- [PROBLEM 1] In the multi-task learning passage, what do multi-task networks consist of?
- [PROBLEM 2]
Decide whether each statement below agrees with the multi-task learning passage. Answer yes or no and quote the words that decide it.
(a) Using a separate neural network for each individual task is a workable direction for vehicles.
(b) Weighting the task losses is the most common way recent approaches have tried to ease the training problem.
(c) Shared layers increase the need to learn multiple sets of parameters.
- [PROBLEM 3] From the multi-task learning passage, extract the part from "Visual perception is" up to and including "autonomous vehicles, etc.".

- [READING PASSAGE]
== == ==

Visual perception is at the heart of autonomous systems and vehicles [horgan2015vision, heimberger2017computer]
. This field has seen tremendous progress during the recent wave of Deep Neural Network (DNN) architectures and methods[krizhevsky2012imagenet, simonyan2014very, szegedy2014going, he2016deep, he2017mask]
. The large majority of computer vision benchmarks are currently dominated by diverse and increasingly effective models encouraging further use in practical applications,e.g. automatic diagnosis for healthcare, traffic surveillance, autonomous vehicles, etc.
Such methods reach top performances on individual tasks by leveraging multi-million parameter models requiring powerful hardware usually for training, but also for predictions. Perception systems in autonomous vehicles must analyse and understand surrounding at all time in order to support the multiple micro-decisions needed in traffic, e.g. steering, accelerating, braking, signaling, etc. Consequently, a plethora of specific tasks must be addressed simultaneously, e.g. object detection, semantic segmentation [siam2017deep]
, depth estimation[kumar2018monocular], motion estimation [siam2018modnet], localization [milz2018visual], soiling detection [uvrivcavr2019soilingnet]. Meanwhile hardware constraints in vehicles are limiting significantly the capacity and the number of tasks that can be solved. Using a neural network for each individual task is an unfeasible direction. Thus Multi-Task Learning (MTL) is a highly appealing solution striking a good compromise between the two sides, reliable and high performing methods under limited hardware.
Multi-task networks consist of a shared network back-bone followed by a collection of ”heads”, usually one for each task. The flexibility DNNs, make it easy for practitioners to envision diverse architectures according to the available data and annotations. The main advantage of unified model is improving computational efficiency [sistu2019real, sistu2019neurall]. Moreover, such models reduce development effort and training time as shared layers minimize the need of learning multiple set of parameters in different models. Unified models learn features jointly for all tasks which makes them robust to over-fitting by acting as a regularizer, as demonstrated in various multi-task networks [kokkinos2017ubernet, neven2017fast, teichmann2018multinet].
However, multitask networks are typically difficult to train as different tasks need to be adequately balanced such that learned network parameters are useful across all tasks. Furthermore, tasks might have different difficulties and learning paces [guo2018dynamic] and negatively impact each other once a task starts overfitting before others. Multiple MTL approaches have recently attempted to mitigate this problem through optimization of multi-task architectures [Misra_2016, rusu2016progressive, mallya2018packnet, mallya2018piggyback], learning relationships between tasks [long2017learning, standley2019tasks] or, most commonly, by weighting the task losses [Chen2018GradNormGN, kendall2017multi, liu2018endtoend] (Fig. 1). Given the versatility of MTL, in most works a new problem and task configuration is proposed and only a few baselines are considered. It remains difficult to conclude which technique is better, given a new problem and dataset. In this work we benchmark multiple task-weighting methods for a better view on the progress so far.

== == ==

- [DATA]
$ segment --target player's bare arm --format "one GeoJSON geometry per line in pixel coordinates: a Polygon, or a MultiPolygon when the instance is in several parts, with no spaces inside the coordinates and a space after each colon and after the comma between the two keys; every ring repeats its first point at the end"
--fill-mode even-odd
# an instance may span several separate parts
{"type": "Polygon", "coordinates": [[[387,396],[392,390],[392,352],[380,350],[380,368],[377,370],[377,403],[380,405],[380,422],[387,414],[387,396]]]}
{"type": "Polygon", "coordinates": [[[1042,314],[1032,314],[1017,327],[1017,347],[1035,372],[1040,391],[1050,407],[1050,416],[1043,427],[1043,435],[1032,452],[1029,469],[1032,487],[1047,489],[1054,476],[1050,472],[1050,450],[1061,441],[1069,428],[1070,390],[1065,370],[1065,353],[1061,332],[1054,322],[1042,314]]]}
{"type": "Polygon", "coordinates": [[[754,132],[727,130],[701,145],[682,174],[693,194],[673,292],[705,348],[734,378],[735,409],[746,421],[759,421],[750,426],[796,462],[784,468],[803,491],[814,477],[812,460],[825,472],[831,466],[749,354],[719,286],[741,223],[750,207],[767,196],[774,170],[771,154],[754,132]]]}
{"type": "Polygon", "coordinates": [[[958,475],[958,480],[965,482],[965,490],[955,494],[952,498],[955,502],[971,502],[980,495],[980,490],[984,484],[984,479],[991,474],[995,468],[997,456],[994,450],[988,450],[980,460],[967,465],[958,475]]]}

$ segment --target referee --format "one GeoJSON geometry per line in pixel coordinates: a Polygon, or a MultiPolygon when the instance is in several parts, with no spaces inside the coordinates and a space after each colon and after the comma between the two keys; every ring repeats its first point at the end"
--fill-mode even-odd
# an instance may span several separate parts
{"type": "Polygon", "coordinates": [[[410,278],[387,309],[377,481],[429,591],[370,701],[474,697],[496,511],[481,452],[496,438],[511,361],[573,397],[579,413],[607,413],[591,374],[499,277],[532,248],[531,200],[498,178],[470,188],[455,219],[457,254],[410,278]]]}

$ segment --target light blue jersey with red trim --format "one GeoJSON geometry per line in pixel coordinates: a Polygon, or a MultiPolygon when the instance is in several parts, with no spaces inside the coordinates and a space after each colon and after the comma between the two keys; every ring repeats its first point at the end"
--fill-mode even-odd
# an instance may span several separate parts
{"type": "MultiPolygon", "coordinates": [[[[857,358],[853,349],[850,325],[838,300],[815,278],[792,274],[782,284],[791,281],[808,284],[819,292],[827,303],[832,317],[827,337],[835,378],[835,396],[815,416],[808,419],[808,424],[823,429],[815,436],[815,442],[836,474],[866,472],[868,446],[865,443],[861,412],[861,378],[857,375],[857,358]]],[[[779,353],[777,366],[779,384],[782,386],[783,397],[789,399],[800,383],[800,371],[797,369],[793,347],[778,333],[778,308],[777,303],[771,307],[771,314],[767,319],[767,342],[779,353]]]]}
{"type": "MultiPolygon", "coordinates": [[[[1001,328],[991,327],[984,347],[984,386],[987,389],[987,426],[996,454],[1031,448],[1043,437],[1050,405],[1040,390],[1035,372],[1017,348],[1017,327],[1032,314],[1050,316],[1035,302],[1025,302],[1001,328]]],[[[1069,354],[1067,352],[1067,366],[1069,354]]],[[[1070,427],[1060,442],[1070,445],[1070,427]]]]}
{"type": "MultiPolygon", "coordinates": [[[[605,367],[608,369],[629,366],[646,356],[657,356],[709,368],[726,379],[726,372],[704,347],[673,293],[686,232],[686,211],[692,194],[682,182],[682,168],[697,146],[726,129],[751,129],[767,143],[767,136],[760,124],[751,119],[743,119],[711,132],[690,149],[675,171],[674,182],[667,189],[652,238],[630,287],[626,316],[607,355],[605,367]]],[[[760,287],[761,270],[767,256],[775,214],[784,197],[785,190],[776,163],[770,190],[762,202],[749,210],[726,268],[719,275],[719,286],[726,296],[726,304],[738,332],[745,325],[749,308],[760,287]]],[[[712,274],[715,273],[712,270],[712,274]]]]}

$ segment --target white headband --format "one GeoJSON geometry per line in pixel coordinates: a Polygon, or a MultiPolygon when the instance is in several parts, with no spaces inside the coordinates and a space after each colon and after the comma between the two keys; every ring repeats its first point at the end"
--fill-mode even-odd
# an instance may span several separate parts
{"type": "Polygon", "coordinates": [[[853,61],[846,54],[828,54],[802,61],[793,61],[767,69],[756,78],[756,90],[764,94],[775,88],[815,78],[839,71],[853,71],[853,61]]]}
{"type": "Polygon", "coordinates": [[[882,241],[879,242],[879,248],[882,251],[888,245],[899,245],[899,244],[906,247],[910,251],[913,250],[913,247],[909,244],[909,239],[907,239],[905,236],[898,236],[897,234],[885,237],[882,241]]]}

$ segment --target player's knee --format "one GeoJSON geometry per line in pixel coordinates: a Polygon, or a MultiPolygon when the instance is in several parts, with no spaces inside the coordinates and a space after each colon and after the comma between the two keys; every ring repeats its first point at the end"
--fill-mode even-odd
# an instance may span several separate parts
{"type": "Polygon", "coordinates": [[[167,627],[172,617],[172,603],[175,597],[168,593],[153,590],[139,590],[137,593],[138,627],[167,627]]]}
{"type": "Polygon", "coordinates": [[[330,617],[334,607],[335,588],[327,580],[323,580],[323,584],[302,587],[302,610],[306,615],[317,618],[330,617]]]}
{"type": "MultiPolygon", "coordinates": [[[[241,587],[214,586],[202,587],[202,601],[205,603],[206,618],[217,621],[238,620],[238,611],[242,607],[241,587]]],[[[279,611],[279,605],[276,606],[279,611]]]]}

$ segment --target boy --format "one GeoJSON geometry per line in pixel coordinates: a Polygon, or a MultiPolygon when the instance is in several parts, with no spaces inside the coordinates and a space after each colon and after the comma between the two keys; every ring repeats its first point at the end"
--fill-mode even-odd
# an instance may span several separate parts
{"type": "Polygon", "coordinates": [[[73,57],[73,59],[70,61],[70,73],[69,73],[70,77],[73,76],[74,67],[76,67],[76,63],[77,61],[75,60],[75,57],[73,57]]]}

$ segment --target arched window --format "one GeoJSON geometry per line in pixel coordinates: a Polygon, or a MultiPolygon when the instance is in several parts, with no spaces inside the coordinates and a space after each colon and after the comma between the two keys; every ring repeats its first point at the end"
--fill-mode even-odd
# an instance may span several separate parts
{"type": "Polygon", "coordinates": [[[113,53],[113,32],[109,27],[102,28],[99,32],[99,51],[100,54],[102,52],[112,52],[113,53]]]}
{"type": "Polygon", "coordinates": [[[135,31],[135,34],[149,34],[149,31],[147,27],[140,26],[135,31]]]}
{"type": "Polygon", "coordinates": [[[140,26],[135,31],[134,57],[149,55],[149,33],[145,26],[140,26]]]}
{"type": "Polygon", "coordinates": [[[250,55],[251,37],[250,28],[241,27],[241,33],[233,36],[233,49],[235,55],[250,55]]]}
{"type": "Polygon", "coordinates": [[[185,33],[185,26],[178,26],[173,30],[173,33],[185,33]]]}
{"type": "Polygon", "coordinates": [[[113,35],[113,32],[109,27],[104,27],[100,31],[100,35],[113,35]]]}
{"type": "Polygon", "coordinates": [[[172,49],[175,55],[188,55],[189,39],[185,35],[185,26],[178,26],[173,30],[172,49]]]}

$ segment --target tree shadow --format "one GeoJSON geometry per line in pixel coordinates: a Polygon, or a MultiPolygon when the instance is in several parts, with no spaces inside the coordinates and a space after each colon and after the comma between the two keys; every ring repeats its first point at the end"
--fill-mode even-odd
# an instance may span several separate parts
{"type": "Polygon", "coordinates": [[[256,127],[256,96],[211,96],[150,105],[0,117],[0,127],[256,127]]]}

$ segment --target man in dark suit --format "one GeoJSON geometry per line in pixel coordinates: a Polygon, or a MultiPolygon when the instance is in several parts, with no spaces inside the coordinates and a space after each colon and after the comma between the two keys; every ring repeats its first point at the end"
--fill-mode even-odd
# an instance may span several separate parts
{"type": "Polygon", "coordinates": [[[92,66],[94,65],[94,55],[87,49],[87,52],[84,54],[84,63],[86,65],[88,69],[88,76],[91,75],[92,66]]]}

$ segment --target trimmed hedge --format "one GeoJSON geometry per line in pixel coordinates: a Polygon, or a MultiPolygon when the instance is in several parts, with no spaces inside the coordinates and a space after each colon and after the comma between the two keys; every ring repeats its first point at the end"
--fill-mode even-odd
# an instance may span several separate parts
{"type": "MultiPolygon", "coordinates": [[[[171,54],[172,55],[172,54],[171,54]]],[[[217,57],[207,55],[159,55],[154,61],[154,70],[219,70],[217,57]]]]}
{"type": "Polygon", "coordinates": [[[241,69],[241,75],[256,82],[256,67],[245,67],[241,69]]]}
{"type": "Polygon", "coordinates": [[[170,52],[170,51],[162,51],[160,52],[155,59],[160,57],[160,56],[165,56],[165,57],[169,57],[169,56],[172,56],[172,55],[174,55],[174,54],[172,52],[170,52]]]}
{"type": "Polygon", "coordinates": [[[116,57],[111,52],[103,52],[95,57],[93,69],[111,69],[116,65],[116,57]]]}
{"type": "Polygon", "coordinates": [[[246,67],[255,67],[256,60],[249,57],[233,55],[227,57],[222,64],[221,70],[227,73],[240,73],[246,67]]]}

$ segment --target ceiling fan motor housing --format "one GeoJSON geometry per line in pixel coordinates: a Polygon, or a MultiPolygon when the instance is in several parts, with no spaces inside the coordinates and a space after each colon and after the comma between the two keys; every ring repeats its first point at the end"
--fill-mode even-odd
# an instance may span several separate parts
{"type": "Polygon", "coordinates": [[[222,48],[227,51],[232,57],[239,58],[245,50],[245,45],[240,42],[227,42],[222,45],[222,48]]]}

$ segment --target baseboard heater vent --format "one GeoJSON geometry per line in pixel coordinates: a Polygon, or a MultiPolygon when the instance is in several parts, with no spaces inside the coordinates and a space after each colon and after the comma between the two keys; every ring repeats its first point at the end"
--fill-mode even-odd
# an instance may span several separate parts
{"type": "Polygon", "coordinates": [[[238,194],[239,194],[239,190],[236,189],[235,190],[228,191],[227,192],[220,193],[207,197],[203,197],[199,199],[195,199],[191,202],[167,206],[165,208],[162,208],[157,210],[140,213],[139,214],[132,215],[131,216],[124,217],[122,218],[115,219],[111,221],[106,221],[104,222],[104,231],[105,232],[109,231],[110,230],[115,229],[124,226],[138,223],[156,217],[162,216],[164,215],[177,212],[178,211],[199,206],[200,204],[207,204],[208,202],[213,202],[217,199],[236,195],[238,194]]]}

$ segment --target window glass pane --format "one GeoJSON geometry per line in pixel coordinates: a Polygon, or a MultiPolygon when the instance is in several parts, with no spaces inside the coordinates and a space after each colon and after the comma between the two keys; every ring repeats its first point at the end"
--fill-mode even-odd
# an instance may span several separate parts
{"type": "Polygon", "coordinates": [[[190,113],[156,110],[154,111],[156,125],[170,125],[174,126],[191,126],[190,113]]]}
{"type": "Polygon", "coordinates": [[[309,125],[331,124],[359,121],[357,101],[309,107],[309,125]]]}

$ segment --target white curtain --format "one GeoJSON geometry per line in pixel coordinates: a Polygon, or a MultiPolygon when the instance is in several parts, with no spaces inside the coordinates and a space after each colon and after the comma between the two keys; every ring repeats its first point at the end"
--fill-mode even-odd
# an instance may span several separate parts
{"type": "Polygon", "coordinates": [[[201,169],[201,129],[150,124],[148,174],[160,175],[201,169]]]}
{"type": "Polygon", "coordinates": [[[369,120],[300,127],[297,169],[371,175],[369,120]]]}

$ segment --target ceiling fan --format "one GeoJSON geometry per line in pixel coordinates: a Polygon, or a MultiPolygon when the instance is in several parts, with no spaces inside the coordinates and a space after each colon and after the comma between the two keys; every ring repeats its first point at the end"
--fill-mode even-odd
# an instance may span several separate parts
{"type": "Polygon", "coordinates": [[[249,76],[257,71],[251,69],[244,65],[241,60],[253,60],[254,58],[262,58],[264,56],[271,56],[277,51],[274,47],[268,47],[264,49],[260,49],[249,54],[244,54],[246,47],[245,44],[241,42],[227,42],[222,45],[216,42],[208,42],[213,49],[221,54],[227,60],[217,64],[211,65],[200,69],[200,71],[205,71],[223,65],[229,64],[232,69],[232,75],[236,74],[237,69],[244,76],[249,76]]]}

== == ==

- [RESPONSE BOX 1] A shared network back-bone followed by a collection of "heads," usually one for each task.

- [RESPONSE BOX 2]
(a) No: "Using a neural network for each individual task is an unfeasible direction."
(b) Yes: "or, most commonly, by weighting the task losses"
(c) No: "shared layers minimize the need of learning multiple set of parameters in different models."

- [RESPONSE BOX 3]
Visual perception is at the heart of autonomous systems and vehicles [horgan2015vision, heimberger2017computer]
. This field has seen tremendous progress during the recent wave of Deep Neural Network (DNN) architectures and methods[krizhevsky2012imagenet, simonyan2014very, szegedy2014going, he2016deep, he2017mask]
. The large majority of computer vision benchmarks are currently dominated by diverse and increasingly effective models encouraging further use in practical applications,e.g. automatic diagnosis for healthcare, traffic surveillance, autonomous vehicles, etc.